Given problem A: Reproduce the part of the shrinker patch discussion starting at "On Wed, Jul" and ending at "shrinker_try_get(struct shrinker *shrinker)".
Given problem B: In the shrinker patch discussion, list every distinct function name that begins with "shrinker_", in the order each first appears.
Given problem C: Continue the shrinker patch discussion from its last line onward.

Quoted passage:
****************

[Date Prev][Date Next][Thread Prev][Thread Next][Date Index][Thread Index]

Re: [PATCH v2 44/47] mm: shrinker: make global slab shrink lockless



On Wed, Jul 26, 2023 at 05:14:09PM +0800, Qi Zheng wrote:
> On 2023/7/26 16:08, Dave Chinner wrote:
> > On Mon, Jul 24, 2023 at 05:43:51PM +0800, Qi Zheng wrote:
> > > @@ -122,6 +126,13 @@ void shrinker_free_non_registered(struct shrinker 
> > > *shrinker);
> > >   void shrinker_register(struct shrinker *shrinker);
> > >   void shrinker_unregister(struct shrinker *shrinker);
> > > +static inline bool shrinker_try_get(struct shrinker *shrinker)
> > > +{
> > > + return READ_ONCE(shrinker->registered) &&
> > > +        refcount_inc_not_zero(&shrinker->refcount);
> > > +}
> > 
> > Why do we care about shrinker->registered here? If we don't set
> > the refcount to 1 until we have fully initialised everything, then
> > the shrinker code can key entirely off the reference count and
> > none of the lookup code needs to care about whether the shrinker is
> > registered or not.
> 
> The purpose of checking shrinker->registered here is to stop running
> shrinker after calling shrinker_free(), which can prevent the following
> situations from happening:
> 
> CPU 0                 CPU 1
> 
> shrinker_try_get()
> 
>                        shrinker_try_get()
> 
> shrinker_put()
> shrinker_try_get()
>                        shrinker_put()

I don't see any race here? What is wrong with having multiple active
users at once?

****************

Information supplied:

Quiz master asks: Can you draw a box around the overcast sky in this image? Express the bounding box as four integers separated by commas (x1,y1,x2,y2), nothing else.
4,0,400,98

****************

Task result A:
On Wed, Jul 26, 2023 at 05:14:09PM +0800, Qi Zheng wrote:
> On 2023/7/26 16:08, Dave Chinner wrote:
> > On Mon, Jul 24, 2023 at 05:43:51PM +0800, Qi Zheng wrote:
> > > @@ -122,6 +126,13 @@ void shrinker_free_non_registered(struct shrinker 
> > > *shrinker);
> > >   void shrinker_register(struct shrinker *shrinker);
> > >   void shrinker_unregister(struct shrinker *shrinker);
> > > +static inline bool shrinker_try_get(struct shrinker *shrinker)

Task result B:
shrinker_free_non_registered
shrinker_register
shrinker_unregister
shrinker_try_get
shrinker_free
shrinker_put

Task result C:
> > 
> > This should use a completion, then it is always safe under
> > rcu_read_lock().  This also gets rid of the shrinker_lock spin lock,
> > which only exists because we can't take a blocking lock under
> > rcu_read_lock(). i.e:
> > 
> > 
> > void shrinker_put(struct shrinker *shrinker)
> > {
> >     if (refcount_dec_and_test(&shrinker->refcount))
> >             complete(&shrinker->done);
> > }
> > 
> > void shrinker_free()
> > {
> >     .....
> >     refcount_dec(&shrinker->refcount);
> 
> I guess what you mean is shrinker_put(), because here may be the last
> refcount.

Yes, I did.

> >     wait_for_completion(&shrinker->done);
> >     /*
> >      * lookups on the shrinker will now all fail as refcount has
> >      * fallen to zero. We can now remove it from the lists and
> >      * free it.
> >      */
> >     down_write(shrinker_rwsem);
> >     list_del_rcu(&shrinker->list);
> >     up_write(&shrinker_rwsem);
> >     call_rcu(shrinker->rcu_head, shrinker_free_rcu_cb);
> > }
> > 
> > ....
> > 
> > > @@ -686,11 +711,14 @@ EXPORT_SYMBOL(shrinker_free_non_registered);
> > >   void shrinker_register(struct shrinker *shrinker)
> > >   {
> > > - down_write(&shrinker_rwsem);
> > > - list_add_tail(&shrinker->list, &shrinker_list);
> > > - shrinker->flags |= SHRINKER_REGISTERED;
> > > + refcount_set(&shrinker->refcount, 1);
> > > +
> > > + spin_lock(&shrinker_lock);
> > > + list_add_tail_rcu(&shrinker->list, &shrinker_list);
> > > + spin_unlock(&shrinker_lock);
> > > +
> > >           shrinker_debugfs_add(shrinker);
> > > - up_write(&shrinker_rwsem);
> > > + WRITE_ONCE(shrinker->registered, true);
> > >   }
> > >   EXPORT_SYMBOL(shrinker_register);
> > 
> > This just looks wrong - you are trying to use WRITE_ONCE() as a
> > release barrier to indicate that the shrinker is now set up fully.
> > That's not necessary - the refcount is an atomic and along with the
> > rcu locks they should provides all the barriers we need. i.e.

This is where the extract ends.